Items listed in a dataset
┄┄┄┄┄┄
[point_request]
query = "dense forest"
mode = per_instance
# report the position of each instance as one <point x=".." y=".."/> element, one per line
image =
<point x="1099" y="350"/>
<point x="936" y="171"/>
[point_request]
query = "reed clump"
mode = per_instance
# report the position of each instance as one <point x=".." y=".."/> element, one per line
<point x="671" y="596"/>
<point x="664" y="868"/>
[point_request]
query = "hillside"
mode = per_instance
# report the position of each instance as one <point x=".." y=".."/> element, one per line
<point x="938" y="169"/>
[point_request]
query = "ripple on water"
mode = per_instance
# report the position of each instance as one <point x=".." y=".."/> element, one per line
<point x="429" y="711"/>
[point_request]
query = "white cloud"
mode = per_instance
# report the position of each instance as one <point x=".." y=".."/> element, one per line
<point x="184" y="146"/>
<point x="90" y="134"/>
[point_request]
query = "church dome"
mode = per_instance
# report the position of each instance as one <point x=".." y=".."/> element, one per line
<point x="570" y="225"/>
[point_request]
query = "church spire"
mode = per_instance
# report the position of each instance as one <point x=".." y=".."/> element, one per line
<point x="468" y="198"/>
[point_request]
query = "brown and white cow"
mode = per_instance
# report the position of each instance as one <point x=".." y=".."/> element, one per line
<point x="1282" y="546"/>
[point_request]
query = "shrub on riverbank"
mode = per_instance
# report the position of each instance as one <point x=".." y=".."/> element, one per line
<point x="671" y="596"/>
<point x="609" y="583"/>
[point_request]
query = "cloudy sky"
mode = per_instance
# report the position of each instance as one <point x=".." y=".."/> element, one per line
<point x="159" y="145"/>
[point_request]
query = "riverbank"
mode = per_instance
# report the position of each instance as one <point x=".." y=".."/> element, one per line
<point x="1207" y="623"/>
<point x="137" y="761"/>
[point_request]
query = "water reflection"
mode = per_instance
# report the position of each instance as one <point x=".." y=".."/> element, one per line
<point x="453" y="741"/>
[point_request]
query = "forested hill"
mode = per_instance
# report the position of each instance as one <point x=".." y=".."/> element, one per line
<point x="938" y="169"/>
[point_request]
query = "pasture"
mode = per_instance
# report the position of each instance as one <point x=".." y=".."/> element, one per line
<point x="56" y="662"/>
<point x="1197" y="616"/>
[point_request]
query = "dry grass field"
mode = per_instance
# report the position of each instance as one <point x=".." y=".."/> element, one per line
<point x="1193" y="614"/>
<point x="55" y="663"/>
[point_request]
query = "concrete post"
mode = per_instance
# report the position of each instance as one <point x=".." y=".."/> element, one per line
┄┄┄┄┄┄
Restate the records, all of them, precisely as written.

Full solution:
[point_request]
query = "dense forest"
mode = per_instance
# report the position of each instance as one <point x=".." y=".."/> element, one per line
image =
<point x="1099" y="350"/>
<point x="936" y="171"/>
[point_request]
query = "reed clump"
mode = per_instance
# report the position of each instance as one <point x=".." y=".."/> element, one per line
<point x="671" y="596"/>
<point x="664" y="868"/>
[point_request]
query = "hillside"
mode = per_instance
# report the position of each instance as one <point x=".." y=".."/> element, one per line
<point x="938" y="169"/>
[point_request]
query = "ripple on water"
mode = per_instance
# report the position of each instance as one <point x=".." y=".."/> element, one per line
<point x="429" y="711"/>
[point_request]
query = "white cloud"
mode = per_instance
# report the position of each instance as one <point x=".." y=".."/> element, one per line
<point x="184" y="146"/>
<point x="90" y="134"/>
[point_request]
query = "church dome"
mode = per_instance
# report the position of each instance as one <point x=".." y=".."/> element, one per line
<point x="570" y="225"/>
[point_request]
query = "church spire"
mode = per_instance
# report the position of each instance as one <point x=".." y=".."/> element, one per line
<point x="468" y="198"/>
[point_request]
query = "brown and white cow"
mode = per_instance
# report the position of each instance as one <point x=".." y=".."/> element, one per line
<point x="1282" y="546"/>
[point_request]
query = "shrub on riverbank"
mode = per_instance
# report the position of each instance as one <point x=".." y=".."/> element, one per line
<point x="671" y="596"/>
<point x="609" y="583"/>
[point_request]
query = "cloudy sky"
mode = per_instance
# report the position of each instance as one <point x=".." y=".."/> element, one per line
<point x="159" y="145"/>
[point_request]
query = "riverbank"
mode = per_instance
# report the position of each instance as one <point x=".." y=".."/> element, one per line
<point x="1207" y="623"/>
<point x="137" y="761"/>
[point_request]
query = "water reflection"
mode = per_instance
# report the position of each instance as one <point x=".." y=".."/> element, one per line
<point x="453" y="741"/>
[point_request]
query = "forested hill"
mode = per_instance
# report the position of each instance as one <point x=".." y=".."/> element, one per line
<point x="938" y="169"/>
[point_request]
query = "pasture"
mode = per_instance
# report the position of each instance as one <point x=".." y=".."/> element, one per line
<point x="56" y="662"/>
<point x="1197" y="616"/>
[point_request]
query = "dry grass field"
mode = per_instance
# report the position of each instance as one <point x=".." y=".."/> element, one per line
<point x="1193" y="614"/>
<point x="55" y="663"/>
[point_request]
query = "concrete post"
mode = per_instance
# report the position of each instance as one <point x=".." y=".."/> element, one per line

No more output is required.